SOURCE DOCUMENT:
□ □ □

US Disrupts 'Massive And Brazen' Iranian Phishing Scheme, DOJ Says



Mabna_Mugshots

Friday morning the US Department of Justice announced that it had indicted Iran's Mabna Institute and nine of the individuals who work for it. The charges include conspiracy to commit computer intrusions, wire fraud, unauthorized access of a computer, and aggravated identity theft.

The Mabna Institute allegedly works as a contractor for Iran's Islamic Revolutionary Guard Corps. It has, Justice said in a Friday press conference, conducted a lengthy, years-long, and far-flung cyber espionage campaign against targets in some twenty-one countries, including the US. The campaign appears to have been directed toward the theft of technical information and intellectual property.

Some of the information Iran used; some of it Iran sold. The methods the Mabna Institute used in its campaign is interesting. They approached their harder targets by first compromising easier ones. The softer targets, university professors in more than three-hundred institutions around the world, were trawled with a very large phishnet.

Some hundred-thousand professors were send spear phishing attacks, and about eight thousand of them were caught. From those compromised individuals the hackers gained access to university credentials and databases. They then used what the FBI called "low and slow password spraying attacks" to move to harder targets in industry and government.

The Treasury Department also announced sanctions against the Institute and the individuals named in the indictment. The combined Justice and Treasury action represents, the Departments' representatives say, an example of the Administration's determination to impose costs on bad actors in cyberspace.

□ □ □

INFORMATION SHOWN:

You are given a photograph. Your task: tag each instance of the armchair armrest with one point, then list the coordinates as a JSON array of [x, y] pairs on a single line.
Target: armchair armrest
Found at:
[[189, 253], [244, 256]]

□ □ □

TASK INSTRUCTIONS:
[1] Print the part of the article on the Iranian phishing scheme that opens with the words containing "The Mabna Institute allegedly" and closes with "very large phishnet.".
[2] Answer these from the article on the Iranian phishing scheme:
(a) In about how many countries were the campaign's targets located?
(b) About how many of the professors sent spear phishing attacks were caught?
(c) Which department announced sanctions against the Institute and the named individuals?
[3] List every charge named in the indictment that the article on the Iranian phishing scheme reports.
The listing comes from a source unrelated to the article on the Iranian phishing scheme.

TASK-BY-TASK SOLUTIONS:
[1]
The Mabna Institute allegedly works as a contractor for Iran's Islamic Revolutionary Guard Corps. It has, Justice said in a Friday press conference, conducted a lengthy, years-long, and far-flung cyber espionage campaign against targets in some twenty-one countries, including the US. The campaign appears to have been directed toward the theft of technical information and intellectual property.

Some of the information Iran used; some of it Iran sold. The methods the Mabna Institute used in its campaign is interesting. They approached their harder targets by first compromising easier ones. The softer targets, university professors in more than three-hundred institutions around the world, were trawled with a very large phishnet.

[2]
(a) Some twenty-one countries.
(b) About eight thousand.
(c) The Treasury Department.

[3]
- Conspiracy to commit computer intrusions
- Wire fraud
- Unauthorized access of a computer
- Aggravated identity theft